Given instruction 1: Pull out every line in the rows below that contains the string "metal". Case counts.

Extracted text:

Neither choice is all good or all bad, but the result will make a difference on your balance sheet and tax statements. Purchasing, however, is the overwhelming first choice. The 2002 Profile of the Electrical Contractor, this magazine’s survey of 6,000 firms, shows that 91 percent of contractors bought tools and equipment in 2001, with hand tools (85 percent) and power tools (82 percent) topping the list. Low-voltage and digging/boring equipment (12 percent) were at the bottom.

A much smaller group (36 percent) leased or rented tools and, not surprisingly, larger equipment—aerial lifts at 26 percent and digging/boring tools at 18 percent—was leased or rented most frequently. Those who leased most often were what the survey categorized as medium companies (10 or more employees). Fifty-two percent of them leased something in 2001.

The profile called hand and power tools “bread and butter purchases.” They are leased or rented by less than 5 percent of contractors surveyed. The lease and rental of conduit tools, radios and safety and test equipment also falls below the 5-percent mark.

Finding the bottom line

If you’re buying a home or the family car, purchasing habits are deeply personal; a sale can be a psychologically complex transaction and pride of ownership is a powerful feeling. Business deals can be a completely different matter. Though buying something outright is preferred, it might be impractical in certain situations for certain companies, and a competitive contractor knows getting the best deal is vital.

“It’s all about the dollars,” said Lou Matson, president of Active Enterprises, a Chicago-area contractor specializing in backup power. For Matson, who makes the purchasing decisions for his 12-employee firm, leasing is situational, and lease-to-purchase on large equipment is a frequent consideration, especially on booms and lifts.

“We do talk about lease-to-buy with our suppliers on the longer, bigger jobs,” Matson said. “If a job can buy a tool, then after that, it’s found money for us whenever we send it out to a project.”

Active Enterprises falls into the 4 percent of firms that lease or rent conduit equipment. If a six-month job requires a bender for three solid months’ work on 3- or 4-inch, heavy-wall conduit, Matson will assess the cost of leasing versus buying.

“What we look at is if we can take care of at least a third of the cost of the tool in one project,” Matson said. “Many times we’ll buy it, only because we’ve already made a third to half of the payments on it, and then we’ll go from there.”

Given instruction 2: List every kind of tool or equipment that the tool-leasing article says is leased or rented by fewer than 5 percent of the contractors surveyed.

Extracted entries:

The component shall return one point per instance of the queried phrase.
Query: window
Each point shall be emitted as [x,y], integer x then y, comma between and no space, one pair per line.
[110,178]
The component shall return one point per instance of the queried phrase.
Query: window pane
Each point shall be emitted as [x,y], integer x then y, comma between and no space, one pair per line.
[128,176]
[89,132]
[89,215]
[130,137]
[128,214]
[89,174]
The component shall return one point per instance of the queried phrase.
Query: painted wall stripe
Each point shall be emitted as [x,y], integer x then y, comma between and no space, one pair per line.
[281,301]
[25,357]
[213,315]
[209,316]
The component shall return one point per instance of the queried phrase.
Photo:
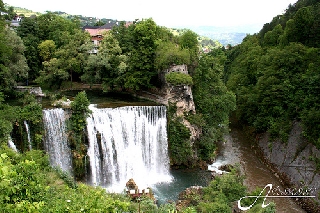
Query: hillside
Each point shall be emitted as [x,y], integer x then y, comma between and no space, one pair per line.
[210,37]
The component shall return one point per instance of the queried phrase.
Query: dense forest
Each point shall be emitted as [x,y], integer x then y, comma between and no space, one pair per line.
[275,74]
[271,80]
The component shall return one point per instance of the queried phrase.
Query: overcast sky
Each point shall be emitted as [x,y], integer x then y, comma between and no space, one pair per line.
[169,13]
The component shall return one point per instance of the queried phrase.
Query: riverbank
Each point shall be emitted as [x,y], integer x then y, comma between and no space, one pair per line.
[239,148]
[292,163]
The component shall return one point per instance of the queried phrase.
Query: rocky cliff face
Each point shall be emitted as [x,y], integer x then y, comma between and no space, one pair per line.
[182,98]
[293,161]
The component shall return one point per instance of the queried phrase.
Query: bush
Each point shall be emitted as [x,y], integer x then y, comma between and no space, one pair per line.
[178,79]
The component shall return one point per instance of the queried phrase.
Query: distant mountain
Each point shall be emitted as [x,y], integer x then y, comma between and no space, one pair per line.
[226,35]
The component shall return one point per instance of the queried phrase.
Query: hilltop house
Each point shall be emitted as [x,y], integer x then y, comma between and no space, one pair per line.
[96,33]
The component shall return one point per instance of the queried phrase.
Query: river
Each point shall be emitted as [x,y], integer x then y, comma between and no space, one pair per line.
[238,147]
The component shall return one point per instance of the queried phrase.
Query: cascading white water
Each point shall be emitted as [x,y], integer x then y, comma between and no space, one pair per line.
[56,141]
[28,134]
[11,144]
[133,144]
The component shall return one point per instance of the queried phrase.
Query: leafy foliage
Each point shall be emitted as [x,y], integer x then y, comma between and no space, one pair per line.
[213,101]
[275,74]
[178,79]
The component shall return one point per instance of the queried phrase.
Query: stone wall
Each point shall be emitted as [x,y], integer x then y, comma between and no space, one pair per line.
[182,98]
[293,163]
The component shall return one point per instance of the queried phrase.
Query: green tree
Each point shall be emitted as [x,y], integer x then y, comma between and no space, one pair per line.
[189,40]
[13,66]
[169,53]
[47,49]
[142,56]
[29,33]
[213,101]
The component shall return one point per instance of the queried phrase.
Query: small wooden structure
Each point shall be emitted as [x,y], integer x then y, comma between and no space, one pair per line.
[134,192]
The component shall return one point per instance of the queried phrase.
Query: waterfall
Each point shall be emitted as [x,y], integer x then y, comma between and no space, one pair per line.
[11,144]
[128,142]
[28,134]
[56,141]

--

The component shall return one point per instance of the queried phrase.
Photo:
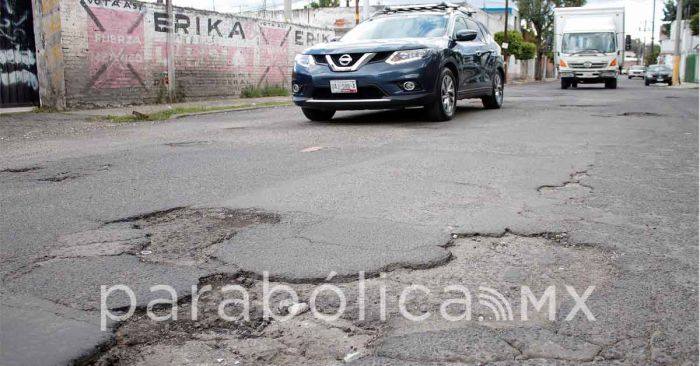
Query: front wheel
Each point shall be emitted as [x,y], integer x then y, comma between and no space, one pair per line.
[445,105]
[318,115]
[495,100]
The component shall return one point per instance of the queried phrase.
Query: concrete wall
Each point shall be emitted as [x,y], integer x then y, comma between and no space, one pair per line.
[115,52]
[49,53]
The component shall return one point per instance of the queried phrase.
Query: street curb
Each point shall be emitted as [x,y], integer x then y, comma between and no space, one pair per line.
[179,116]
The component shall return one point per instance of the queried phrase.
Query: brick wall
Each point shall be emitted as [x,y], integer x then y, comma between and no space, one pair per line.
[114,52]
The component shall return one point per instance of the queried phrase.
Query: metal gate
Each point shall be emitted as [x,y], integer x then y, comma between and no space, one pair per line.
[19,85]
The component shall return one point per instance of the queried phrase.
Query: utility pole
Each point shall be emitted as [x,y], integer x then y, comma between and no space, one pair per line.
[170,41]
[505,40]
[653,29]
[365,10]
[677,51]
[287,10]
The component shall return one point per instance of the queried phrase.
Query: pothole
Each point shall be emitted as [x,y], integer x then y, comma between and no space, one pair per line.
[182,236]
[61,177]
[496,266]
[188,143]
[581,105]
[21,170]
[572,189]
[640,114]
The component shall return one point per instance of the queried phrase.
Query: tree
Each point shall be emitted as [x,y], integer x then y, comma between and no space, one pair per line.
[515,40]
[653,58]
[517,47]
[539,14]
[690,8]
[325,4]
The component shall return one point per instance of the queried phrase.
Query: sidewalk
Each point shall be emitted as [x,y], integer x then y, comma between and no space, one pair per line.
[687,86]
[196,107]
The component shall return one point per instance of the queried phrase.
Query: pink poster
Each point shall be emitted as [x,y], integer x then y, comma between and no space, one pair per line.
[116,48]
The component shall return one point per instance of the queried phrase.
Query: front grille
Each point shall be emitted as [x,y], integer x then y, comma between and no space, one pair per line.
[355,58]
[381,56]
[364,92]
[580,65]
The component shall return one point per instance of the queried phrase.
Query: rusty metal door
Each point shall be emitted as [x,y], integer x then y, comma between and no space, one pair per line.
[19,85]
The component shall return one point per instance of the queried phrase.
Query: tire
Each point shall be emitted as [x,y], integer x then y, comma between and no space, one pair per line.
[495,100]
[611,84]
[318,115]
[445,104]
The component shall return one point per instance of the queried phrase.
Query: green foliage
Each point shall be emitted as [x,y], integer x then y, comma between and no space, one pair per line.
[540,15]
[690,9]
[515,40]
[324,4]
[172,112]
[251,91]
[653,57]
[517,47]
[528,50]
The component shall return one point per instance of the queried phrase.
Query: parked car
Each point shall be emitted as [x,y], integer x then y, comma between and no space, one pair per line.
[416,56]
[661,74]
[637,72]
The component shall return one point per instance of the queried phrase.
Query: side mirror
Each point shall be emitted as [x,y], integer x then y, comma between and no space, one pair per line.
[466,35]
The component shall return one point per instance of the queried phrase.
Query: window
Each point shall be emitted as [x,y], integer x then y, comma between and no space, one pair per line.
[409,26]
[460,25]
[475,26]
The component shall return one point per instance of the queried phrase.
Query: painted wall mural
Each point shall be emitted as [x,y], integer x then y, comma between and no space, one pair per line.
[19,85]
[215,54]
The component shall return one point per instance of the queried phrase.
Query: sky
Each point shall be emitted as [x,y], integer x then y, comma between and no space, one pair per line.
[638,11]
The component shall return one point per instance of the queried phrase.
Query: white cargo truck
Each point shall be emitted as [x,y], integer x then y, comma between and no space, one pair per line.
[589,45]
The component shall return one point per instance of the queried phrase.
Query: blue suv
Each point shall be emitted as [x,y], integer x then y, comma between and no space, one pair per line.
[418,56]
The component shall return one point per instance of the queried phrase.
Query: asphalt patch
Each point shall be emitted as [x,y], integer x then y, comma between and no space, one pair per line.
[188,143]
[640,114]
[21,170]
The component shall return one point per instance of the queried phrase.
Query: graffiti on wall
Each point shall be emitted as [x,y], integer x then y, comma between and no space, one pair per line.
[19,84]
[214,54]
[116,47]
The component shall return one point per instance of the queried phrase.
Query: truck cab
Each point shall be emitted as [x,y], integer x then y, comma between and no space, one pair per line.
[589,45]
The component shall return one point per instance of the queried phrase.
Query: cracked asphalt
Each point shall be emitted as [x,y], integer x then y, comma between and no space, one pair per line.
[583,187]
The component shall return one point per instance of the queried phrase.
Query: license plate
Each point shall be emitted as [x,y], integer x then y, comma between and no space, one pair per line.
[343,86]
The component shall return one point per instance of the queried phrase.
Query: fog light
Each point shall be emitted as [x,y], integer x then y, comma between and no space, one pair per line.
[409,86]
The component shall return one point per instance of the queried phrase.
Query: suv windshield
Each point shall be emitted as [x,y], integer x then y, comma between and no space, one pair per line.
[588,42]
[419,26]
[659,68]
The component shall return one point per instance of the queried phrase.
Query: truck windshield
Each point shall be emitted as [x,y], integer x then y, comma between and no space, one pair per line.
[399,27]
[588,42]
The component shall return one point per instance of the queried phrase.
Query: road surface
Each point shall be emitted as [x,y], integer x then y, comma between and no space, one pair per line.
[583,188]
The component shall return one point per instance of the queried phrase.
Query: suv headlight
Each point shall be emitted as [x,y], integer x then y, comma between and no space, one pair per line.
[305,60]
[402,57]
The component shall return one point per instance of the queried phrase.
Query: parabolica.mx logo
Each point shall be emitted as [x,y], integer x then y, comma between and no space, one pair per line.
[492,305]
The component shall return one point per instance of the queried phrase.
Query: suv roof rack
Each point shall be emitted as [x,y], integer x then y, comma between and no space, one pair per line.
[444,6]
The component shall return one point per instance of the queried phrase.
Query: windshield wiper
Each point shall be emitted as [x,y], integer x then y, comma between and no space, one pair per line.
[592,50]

Task response 1:
Query: metal gate
Query: rusty metal door

Task response 2:
Hand tools
Power tools
Conduit tools
Radios
Safety and test equipment